Supplied records: Begin

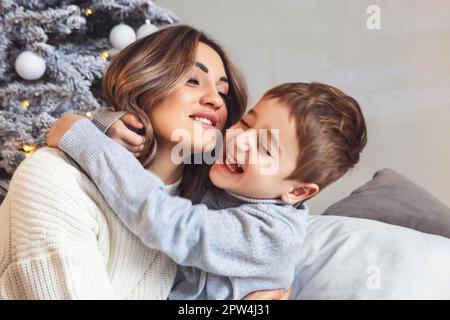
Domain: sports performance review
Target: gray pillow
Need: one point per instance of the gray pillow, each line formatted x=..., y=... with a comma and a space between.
x=392, y=198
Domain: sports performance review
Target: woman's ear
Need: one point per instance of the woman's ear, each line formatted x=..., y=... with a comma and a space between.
x=299, y=193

Supplied records: End

Return each line above word for word. Skip the pictures.

The completed task ->
Domain: sports performance review
Target: gray pillow
Need: one point per instance of the gray pillow, each line formatted x=..., y=... with a comma and a space between.
x=392, y=198
Domain: sports performance review
Target: woman's ear
Need: one point per instance of the woman's ear, each line formatted x=..., y=... with a comma and a space between.
x=299, y=193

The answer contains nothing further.